▶ **Text segment**
When clots block your heart arteries, you have a heart attack. So it only makes sense that an angioplasty to widen your narrowing arteries before you have a heart attack should prevent it from ever happening and even save your life.

Plenty of patients, and even some heart specialists, still think so. But study after study has been showing that the conventional wisdom is wrong — in most cases, the operation won't protect you from a future heart attack.

The mounting evidence, along with new treatment guidelines, have been causing a quiet revolution in the treatment of coronary heart disease, shifting patients away from angioplasty in favor of medications, exercise and better diets.

A study published last month in the Journal of the American Medical Association finds that the number of elective angioplasties has fallen by a third in just five years. That mean tens of thousands of people are avoiding a procedure that may have done them little or no good but that costs on average $27,000 and may require years of drug therapy to avoid complications.

Meanwhile, a second new study in the New England Journal of Medicine finds that even after 15 years, patients who chose medication and lifestyle changes over angioplasty were no more likely to die than those who chose the procedure.

▶ **Exercise**
Transcribe the angioplasty text verbatim, beginning at "Meanwhile, a second" and stopping after "chose the procedure.".

(Data items)
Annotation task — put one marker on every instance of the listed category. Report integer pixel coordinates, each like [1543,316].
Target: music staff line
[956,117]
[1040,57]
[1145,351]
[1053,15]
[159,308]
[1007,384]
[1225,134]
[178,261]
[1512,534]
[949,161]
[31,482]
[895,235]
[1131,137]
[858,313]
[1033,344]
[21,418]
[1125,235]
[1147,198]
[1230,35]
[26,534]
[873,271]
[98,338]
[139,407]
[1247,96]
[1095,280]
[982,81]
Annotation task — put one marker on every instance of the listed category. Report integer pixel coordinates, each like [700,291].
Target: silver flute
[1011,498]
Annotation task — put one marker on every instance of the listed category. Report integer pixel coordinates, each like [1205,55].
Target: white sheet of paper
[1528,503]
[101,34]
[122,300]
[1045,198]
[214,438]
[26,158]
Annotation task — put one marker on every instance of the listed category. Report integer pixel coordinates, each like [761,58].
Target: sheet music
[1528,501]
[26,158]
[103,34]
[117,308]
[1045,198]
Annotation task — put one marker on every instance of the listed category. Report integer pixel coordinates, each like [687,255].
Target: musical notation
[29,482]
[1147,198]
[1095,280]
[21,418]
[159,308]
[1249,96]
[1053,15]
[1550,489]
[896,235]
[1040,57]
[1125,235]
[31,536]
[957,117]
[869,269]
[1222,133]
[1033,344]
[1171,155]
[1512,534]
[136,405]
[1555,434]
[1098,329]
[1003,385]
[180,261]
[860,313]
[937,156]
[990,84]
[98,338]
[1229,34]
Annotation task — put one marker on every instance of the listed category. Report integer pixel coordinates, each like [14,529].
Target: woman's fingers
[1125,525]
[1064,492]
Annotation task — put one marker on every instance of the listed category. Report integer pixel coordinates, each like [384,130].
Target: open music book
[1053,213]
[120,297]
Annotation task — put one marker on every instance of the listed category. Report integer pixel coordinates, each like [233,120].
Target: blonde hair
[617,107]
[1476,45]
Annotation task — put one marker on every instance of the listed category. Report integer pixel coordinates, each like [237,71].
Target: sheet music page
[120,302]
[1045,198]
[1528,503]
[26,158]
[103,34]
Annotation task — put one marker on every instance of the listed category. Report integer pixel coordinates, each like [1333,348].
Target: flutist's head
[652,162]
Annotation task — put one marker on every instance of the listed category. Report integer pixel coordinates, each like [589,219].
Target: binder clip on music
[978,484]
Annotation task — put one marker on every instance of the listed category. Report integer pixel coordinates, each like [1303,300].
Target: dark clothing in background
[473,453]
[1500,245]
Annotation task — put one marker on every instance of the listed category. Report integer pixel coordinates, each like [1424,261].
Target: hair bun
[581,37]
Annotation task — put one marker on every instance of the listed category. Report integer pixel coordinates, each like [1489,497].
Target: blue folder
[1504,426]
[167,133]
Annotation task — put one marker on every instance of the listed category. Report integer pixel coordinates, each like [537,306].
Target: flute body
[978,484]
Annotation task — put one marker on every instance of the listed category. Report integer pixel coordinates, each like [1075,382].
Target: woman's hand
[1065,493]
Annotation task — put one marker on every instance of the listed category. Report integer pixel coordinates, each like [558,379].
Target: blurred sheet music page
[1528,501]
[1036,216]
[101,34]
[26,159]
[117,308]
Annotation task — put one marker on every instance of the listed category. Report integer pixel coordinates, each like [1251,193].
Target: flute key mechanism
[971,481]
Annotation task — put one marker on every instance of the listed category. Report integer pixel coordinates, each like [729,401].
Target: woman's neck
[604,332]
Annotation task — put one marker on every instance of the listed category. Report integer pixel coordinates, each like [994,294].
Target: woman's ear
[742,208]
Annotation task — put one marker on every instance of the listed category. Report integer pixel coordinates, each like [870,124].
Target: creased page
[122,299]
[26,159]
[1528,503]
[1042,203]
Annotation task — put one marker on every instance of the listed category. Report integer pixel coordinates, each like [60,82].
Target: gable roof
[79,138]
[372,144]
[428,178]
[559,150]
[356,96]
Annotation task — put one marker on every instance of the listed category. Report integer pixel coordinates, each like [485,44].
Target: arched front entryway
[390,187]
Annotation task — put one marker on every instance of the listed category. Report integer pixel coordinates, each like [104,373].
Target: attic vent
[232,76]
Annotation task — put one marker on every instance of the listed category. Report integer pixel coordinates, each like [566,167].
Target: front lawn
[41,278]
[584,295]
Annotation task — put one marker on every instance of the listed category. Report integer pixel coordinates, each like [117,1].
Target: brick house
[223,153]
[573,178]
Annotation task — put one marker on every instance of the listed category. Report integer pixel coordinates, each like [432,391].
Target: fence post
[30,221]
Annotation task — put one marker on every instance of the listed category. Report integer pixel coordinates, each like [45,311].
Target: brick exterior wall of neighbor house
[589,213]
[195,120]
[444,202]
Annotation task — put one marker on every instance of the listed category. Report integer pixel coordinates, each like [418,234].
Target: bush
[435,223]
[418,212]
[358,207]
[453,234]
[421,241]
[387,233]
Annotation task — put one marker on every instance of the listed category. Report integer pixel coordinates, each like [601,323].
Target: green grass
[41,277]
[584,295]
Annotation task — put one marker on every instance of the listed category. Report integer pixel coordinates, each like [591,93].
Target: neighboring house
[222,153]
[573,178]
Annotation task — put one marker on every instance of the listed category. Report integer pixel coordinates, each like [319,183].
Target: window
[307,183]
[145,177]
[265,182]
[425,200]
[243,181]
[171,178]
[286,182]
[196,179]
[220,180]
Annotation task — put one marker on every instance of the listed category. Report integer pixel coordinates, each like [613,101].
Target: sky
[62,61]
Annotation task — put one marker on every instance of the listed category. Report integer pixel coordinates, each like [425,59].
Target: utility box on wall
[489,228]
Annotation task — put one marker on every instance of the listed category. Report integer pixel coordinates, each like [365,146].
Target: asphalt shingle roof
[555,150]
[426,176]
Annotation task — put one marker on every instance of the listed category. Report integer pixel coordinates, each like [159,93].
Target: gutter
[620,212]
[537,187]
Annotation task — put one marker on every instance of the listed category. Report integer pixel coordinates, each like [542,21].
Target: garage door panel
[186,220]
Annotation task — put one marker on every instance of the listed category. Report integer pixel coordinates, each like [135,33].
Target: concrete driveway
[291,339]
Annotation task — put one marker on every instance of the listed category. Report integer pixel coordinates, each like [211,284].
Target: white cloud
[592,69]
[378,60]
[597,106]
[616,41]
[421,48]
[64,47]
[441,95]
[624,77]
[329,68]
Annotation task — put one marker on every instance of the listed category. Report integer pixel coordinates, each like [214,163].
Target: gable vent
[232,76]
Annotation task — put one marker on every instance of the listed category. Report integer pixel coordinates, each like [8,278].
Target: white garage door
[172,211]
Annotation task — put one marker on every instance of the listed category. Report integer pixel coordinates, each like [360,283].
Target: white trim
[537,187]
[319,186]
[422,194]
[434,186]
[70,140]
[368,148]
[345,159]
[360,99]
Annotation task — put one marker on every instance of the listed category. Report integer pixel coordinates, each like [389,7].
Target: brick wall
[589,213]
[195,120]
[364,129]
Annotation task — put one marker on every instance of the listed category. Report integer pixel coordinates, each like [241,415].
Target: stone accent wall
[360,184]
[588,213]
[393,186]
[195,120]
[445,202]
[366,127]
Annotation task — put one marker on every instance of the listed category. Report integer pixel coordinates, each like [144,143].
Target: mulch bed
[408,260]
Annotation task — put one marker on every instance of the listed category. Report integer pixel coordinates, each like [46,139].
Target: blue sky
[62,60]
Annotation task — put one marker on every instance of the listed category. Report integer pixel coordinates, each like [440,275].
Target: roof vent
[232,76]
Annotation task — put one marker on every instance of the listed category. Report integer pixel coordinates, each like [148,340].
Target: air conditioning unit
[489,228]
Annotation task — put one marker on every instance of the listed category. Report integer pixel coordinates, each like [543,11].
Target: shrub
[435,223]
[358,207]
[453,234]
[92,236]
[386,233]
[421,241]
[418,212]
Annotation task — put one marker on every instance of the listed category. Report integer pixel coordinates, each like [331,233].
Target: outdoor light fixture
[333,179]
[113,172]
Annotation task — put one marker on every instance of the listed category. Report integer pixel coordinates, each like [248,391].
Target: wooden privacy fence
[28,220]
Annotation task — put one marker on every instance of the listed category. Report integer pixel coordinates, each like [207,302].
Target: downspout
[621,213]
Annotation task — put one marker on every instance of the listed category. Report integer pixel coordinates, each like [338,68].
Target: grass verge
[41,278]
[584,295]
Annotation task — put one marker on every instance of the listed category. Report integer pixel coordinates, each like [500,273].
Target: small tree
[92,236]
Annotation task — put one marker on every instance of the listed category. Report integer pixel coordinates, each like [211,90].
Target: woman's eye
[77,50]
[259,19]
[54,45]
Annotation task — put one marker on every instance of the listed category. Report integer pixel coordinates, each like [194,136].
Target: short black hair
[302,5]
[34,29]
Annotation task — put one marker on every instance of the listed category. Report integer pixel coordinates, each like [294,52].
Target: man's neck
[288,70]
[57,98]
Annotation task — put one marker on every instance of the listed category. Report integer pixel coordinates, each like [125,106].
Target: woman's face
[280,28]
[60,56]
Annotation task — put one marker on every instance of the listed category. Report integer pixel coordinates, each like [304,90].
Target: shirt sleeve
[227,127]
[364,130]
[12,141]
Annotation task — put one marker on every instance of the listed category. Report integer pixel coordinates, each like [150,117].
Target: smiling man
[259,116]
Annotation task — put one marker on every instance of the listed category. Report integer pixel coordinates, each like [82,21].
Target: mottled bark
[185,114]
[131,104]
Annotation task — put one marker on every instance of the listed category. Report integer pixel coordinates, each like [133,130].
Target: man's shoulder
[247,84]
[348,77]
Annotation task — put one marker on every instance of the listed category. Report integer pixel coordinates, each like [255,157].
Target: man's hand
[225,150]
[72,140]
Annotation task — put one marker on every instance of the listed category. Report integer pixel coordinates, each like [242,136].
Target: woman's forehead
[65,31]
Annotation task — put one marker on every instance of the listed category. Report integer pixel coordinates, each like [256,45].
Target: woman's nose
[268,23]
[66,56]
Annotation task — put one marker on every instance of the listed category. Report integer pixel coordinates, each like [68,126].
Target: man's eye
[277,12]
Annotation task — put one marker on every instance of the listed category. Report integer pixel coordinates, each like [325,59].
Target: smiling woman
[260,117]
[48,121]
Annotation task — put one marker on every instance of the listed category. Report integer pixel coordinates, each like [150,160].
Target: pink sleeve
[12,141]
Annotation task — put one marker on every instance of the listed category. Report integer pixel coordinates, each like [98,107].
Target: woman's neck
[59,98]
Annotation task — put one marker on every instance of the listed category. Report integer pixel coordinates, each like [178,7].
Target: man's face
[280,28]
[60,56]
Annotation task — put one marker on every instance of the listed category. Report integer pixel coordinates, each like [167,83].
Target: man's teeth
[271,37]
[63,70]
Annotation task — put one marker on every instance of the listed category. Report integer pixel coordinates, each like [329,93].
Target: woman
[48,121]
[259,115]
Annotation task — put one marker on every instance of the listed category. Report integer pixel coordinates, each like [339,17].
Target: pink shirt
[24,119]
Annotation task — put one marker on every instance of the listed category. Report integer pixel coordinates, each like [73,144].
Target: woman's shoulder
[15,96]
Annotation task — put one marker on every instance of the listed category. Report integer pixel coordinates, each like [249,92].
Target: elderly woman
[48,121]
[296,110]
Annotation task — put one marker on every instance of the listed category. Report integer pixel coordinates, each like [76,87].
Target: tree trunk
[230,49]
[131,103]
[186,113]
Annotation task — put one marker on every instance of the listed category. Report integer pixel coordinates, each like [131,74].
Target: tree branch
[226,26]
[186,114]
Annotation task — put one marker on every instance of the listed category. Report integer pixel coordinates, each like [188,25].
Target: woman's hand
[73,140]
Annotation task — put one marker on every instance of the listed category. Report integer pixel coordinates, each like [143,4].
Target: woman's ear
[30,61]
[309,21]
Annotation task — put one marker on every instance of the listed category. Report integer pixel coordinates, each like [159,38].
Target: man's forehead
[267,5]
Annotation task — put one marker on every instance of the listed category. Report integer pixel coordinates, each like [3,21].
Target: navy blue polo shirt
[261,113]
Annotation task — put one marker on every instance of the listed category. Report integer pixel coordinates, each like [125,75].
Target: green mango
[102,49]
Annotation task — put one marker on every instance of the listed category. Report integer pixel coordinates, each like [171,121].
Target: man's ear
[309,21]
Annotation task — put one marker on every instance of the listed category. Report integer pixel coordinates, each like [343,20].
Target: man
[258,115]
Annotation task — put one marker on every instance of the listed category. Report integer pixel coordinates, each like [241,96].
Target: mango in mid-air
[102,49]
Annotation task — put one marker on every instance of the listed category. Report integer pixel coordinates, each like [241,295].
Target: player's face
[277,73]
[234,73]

▶ **Expected output**
Meanwhile, a second new study in the New England Journal of Medicine finds that even after 15 years, patients who chose medication and lifestyle changes over angioplasty were no more likely to die than those who chose the procedure.